Exercise objective: Repeat the garden-chores text from the words "I had to write" up to and including the words "warming oven overnight.", copying it word for word.

Selection:
○ ○ ○ ○ ○ ○ ○
Luckily the rain clouds have cleared and yesterday was bright and sunny - albeit not very warm - it did however mean that I could get outside and catch up on some of the outstanding pre-winter jobs.

I had to write a list otherwise I would forget what I had intended to do

Over the afternoon:
fennel was cut for drying inside and the root balls transferred undercover in the hopes that they may regrow next year,
dried on the vine haricot beans were collected in,
broccoli heads cut for the freezer,
red and white cabbage cut for the freezer,
bean canes taken in and the twine rewound ready for next spring,
red tomatoes in the greenhouse harvested,
five jars of passata cooked,
last of the patty pan squashes cut and cooked for dinner,
dill seeds collected, dried and bottled,
field mushrooms chopped and left to dry in the warming oven overnight.
○ ○ ○ ○ ○ ○ ○
Provided data:

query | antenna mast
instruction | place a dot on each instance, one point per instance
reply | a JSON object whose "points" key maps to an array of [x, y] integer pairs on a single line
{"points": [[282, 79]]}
○ ○ ○ ○ ○ ○ ○
Expected answer:
I had to write a list otherwise I would forget what I had intended to do

Over the afternoon:
fennel was cut for drying inside and the root balls transferred undercover in the hopes that they may regrow next year,
dried on the vine haricot beans were collected in,
broccoli heads cut for the freezer,
red and white cabbage cut for the freezer,
bean canes taken in and the twine rewound ready for next spring,
red tomatoes in the greenhouse harvested,
five jars of passata cooked,
last of the patty pan squashes cut and cooked for dinner,
dill seeds collected, dried and bottled,
field mushrooms chopped and left to dry in the warming oven overnight.